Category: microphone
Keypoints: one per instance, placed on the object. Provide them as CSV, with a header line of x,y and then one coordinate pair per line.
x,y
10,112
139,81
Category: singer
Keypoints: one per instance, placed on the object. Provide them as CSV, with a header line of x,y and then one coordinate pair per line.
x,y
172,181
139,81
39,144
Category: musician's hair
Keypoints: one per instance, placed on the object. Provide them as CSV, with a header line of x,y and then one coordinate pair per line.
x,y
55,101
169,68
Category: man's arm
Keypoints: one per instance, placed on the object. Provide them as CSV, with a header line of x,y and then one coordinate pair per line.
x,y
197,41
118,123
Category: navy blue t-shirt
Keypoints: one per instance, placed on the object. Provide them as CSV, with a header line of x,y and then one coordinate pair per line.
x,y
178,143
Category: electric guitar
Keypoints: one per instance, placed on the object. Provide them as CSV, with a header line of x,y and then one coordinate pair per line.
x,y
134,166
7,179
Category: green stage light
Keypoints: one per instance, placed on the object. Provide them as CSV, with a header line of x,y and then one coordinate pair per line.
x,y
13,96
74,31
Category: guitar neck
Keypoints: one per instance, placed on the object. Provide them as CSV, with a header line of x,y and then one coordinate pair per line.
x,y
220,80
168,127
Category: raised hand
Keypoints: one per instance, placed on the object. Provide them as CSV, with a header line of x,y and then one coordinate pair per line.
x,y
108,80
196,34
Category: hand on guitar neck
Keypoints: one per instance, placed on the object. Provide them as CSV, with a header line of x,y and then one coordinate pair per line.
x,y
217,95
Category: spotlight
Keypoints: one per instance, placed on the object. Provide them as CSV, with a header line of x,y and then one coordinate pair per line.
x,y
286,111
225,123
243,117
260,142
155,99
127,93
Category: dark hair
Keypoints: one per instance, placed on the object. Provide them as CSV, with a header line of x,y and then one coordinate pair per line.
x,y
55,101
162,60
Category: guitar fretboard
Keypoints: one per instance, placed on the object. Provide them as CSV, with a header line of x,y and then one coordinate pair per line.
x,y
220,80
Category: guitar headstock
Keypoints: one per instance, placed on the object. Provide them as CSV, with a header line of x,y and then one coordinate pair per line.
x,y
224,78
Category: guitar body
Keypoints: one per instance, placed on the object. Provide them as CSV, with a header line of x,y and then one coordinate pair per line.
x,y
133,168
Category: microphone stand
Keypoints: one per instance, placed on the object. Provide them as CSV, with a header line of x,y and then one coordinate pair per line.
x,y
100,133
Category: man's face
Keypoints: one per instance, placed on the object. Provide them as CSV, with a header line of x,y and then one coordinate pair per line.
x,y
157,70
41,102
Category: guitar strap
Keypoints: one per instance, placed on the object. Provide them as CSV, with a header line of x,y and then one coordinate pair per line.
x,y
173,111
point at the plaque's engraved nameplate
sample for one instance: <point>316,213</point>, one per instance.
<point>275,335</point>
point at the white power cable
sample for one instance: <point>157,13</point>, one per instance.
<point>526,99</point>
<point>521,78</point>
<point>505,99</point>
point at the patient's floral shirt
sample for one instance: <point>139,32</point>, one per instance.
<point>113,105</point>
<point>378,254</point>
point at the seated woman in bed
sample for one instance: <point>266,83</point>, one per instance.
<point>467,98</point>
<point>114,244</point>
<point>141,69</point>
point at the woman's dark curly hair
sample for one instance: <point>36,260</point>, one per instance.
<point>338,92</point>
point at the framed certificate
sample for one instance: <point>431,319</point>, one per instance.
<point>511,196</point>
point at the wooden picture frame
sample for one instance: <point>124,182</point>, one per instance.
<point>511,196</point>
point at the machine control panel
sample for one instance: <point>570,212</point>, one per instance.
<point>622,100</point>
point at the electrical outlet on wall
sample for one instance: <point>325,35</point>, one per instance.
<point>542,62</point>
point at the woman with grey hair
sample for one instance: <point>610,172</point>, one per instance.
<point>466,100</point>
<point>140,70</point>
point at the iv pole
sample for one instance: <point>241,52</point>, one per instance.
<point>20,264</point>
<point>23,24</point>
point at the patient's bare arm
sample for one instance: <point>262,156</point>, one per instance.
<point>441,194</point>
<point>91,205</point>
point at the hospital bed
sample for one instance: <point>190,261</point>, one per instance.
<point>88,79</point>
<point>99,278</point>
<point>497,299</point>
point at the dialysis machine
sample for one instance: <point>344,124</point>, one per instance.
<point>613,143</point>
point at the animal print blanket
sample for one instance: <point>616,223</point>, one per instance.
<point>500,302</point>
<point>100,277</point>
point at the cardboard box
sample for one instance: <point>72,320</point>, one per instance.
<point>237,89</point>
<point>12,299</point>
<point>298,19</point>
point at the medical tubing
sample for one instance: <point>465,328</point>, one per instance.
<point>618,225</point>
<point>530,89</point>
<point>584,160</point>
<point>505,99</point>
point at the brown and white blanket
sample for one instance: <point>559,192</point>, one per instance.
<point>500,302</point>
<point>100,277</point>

※

Written instruction » Could you put every line of the rows above into a Markdown table with the columns No. and Line, numbering each line and leaving out blank lines?

Solution below »
| No. | Line |
|---|---|
| 1 | Category: microphone |
| 2 | Keypoints: one per instance, placed on the object. Provide them as CSV, with a header line of x,y and then one coordinate pair per line. |
| 3 | x,y |
| 4 | 10,112 |
| 5 | 139,81 |
| 6 | Category: singer |
| 7 | Keypoints: one per instance, placed on the object. Provide them as CSV, with a header line of x,y and then one coordinate pair per line. |
| 8 | x,y |
| 9 | 172,181 |
| 10 | 139,81 |
| 11 | 39,144 |
| 12 | Category: musician's hair |
| 13 | Keypoints: one per instance, placed on the object. Provide them as CSV, with a header line of x,y and then one coordinate pair per line. |
| 14 | x,y |
| 15 | 55,101 |
| 16 | 169,68 |
| 17 | Category: man's arm |
| 18 | Keypoints: one per instance, placed on the object. Provide them as CSV, with a header line of x,y and then one coordinate pair per line. |
| 19 | x,y |
| 20 | 197,41 |
| 21 | 118,123 |
| 22 | Category: navy blue t-shirt |
| 23 | Keypoints: one per instance, placed on the object. Provide them as CSV, with a header line of x,y and then one coordinate pair per line. |
| 24 | x,y |
| 25 | 178,143 |
| 26 | Category: electric guitar |
| 27 | Keypoints: one per instance, placed on the object. Provide them as CSV, with a header line of x,y and then one coordinate pair per line. |
| 28 | x,y |
| 29 | 134,166 |
| 30 | 7,179 |
| 31 | Category: green stage light |
| 32 | Keypoints: one per instance, placed on the object. Provide them as CSV, with a header line of x,y and then one coordinate pair per line. |
| 33 | x,y |
| 34 | 13,96 |
| 35 | 74,31 |
| 36 | Category: guitar neck |
| 37 | Keypoints: one per instance, placed on the object. Provide them as CSV, with a header line of x,y and then one coordinate pair per line. |
| 38 | x,y |
| 39 | 220,80 |
| 40 | 168,127 |
| 41 | Category: raised hand |
| 42 | Keypoints: one per instance, placed on the object. Provide them as CSV, with a header line of x,y and then one coordinate pair per line. |
| 43 | x,y |
| 44 | 108,80 |
| 45 | 196,34 |
| 46 | Category: hand on guitar neck |
| 47 | Keypoints: one per instance, placed on the object. Provide them as CSV, with a header line of x,y and then one coordinate pair per line. |
| 48 | x,y |
| 49 | 217,95 |
| 50 | Category: spotlight |
| 51 | Keypoints: one per instance, placed on the object. Provide them as CSV, with a header line of x,y and then one coordinate pair per line. |
| 52 | x,y |
| 53 | 286,111 |
| 54 | 225,123 |
| 55 | 243,117 |
| 56 | 260,142 |
| 57 | 155,99 |
| 58 | 127,93 |
| 59 | Category: dark hair |
| 60 | Keypoints: one per instance, placed on the object. Provide them as CSV, with a header line of x,y and then one coordinate pair per line. |
| 61 | x,y |
| 62 | 55,101 |
| 63 | 162,60 |
| 64 | Category: guitar fretboard |
| 65 | Keypoints: one per instance, placed on the object. Provide them as CSV, with a header line of x,y and then one coordinate pair per line. |
| 66 | x,y |
| 67 | 220,80 |
| 68 | Category: guitar headstock |
| 69 | Keypoints: one per instance, placed on the object. Provide them as CSV, with a header line of x,y and then one coordinate pair per line. |
| 70 | x,y |
| 71 | 224,78 |
| 72 | Category: guitar body |
| 73 | Keypoints: one per instance, placed on the object. Provide them as CSV, with a header line of x,y and then one coordinate pair per line. |
| 74 | x,y |
| 75 | 133,168 |
| 76 | Category: microphone stand |
| 77 | Keypoints: one per instance, placed on the object. Provide them as CSV, with a header line of x,y and then one coordinate pair per line. |
| 78 | x,y |
| 79 | 100,133 |
| 80 | Category: man's face |
| 81 | Keypoints: one per instance, placed on the object. Provide them as CSV, with a header line of x,y and then one coordinate pair per line. |
| 82 | x,y |
| 83 | 157,70 |
| 84 | 41,102 |
| 85 | Category: guitar strap |
| 86 | Keypoints: one per instance, placed on the object. Provide them as CSV, with a header line of x,y and then one coordinate pair per line. |
| 87 | x,y |
| 88 | 173,111 |
| 89 | point at the plaque's engraved nameplate |
| 90 | sample for one instance: <point>316,213</point>, one per instance. |
| 91 | <point>275,335</point> |
| 92 | point at the white power cable |
| 93 | sample for one instance: <point>157,13</point>, one per instance. |
| 94 | <point>526,99</point> |
| 95 | <point>521,78</point> |
| 96 | <point>505,99</point> |
| 97 | point at the patient's floral shirt |
| 98 | sample for one instance: <point>139,32</point>, one per instance. |
| 99 | <point>113,105</point> |
| 100 | <point>378,254</point> |
| 101 | point at the seated woman in bed |
| 102 | sample for one instance: <point>266,83</point>, one per instance. |
| 103 | <point>467,98</point> |
| 104 | <point>114,244</point> |
| 105 | <point>141,69</point> |
| 106 | point at the woman's dark curly hair |
| 107 | sample for one instance: <point>36,260</point>, one per instance. |
| 108 | <point>338,92</point> |
| 109 | point at the framed certificate |
| 110 | sample for one instance: <point>431,319</point>, one per instance. |
| 111 | <point>511,196</point> |
| 112 | point at the wooden picture frame |
| 113 | sample for one instance: <point>124,182</point>, one per instance. |
| 114 | <point>511,196</point> |
| 115 | point at the machine control panel |
| 116 | sample for one instance: <point>570,212</point>, one per instance. |
| 117 | <point>622,100</point> |
| 118 | point at the electrical outlet on wall |
| 119 | sample for one instance: <point>325,35</point>, one per instance. |
| 120 | <point>542,62</point> |
| 121 | point at the woman with grey hair |
| 122 | sample for one instance: <point>610,172</point>, one per instance. |
| 123 | <point>466,100</point> |
| 124 | <point>140,70</point> |
| 125 | point at the iv pole |
| 126 | sample for one instance: <point>241,52</point>, one per instance. |
| 127 | <point>20,264</point> |
| 128 | <point>23,24</point> |
| 129 | point at the patient's bare arm |
| 130 | sample for one instance: <point>262,156</point>, one per instance. |
| 131 | <point>441,194</point> |
| 132 | <point>91,205</point> |
| 133 | point at the hospital bed |
| 134 | sample for one instance: <point>190,261</point>, one per instance. |
| 135 | <point>88,79</point> |
| 136 | <point>99,278</point> |
| 137 | <point>497,299</point> |
| 138 | point at the dialysis machine |
| 139 | sample for one instance: <point>344,124</point>, one per instance. |
| 140 | <point>613,143</point> |
| 141 | point at the animal print blanket |
| 142 | sample for one instance: <point>616,223</point>, one per instance. |
| 143 | <point>500,302</point> |
| 144 | <point>100,277</point> |
| 145 | point at the cardboard box |
| 146 | sample for one instance: <point>72,320</point>, one per instance. |
| 147 | <point>237,89</point> |
| 148 | <point>12,299</point> |
| 149 | <point>298,19</point> |
| 150 | point at the medical tubing |
| 151 | sample for one instance: <point>465,328</point>, one per instance. |
| 152 | <point>618,225</point> |
| 153 | <point>530,89</point> |
| 154 | <point>584,160</point> |
| 155 | <point>505,99</point> |
| 156 | point at the brown and white blanket |
| 157 | sample for one instance: <point>559,192</point>, one per instance. |
| 158 | <point>500,302</point> |
| 159 | <point>100,277</point> |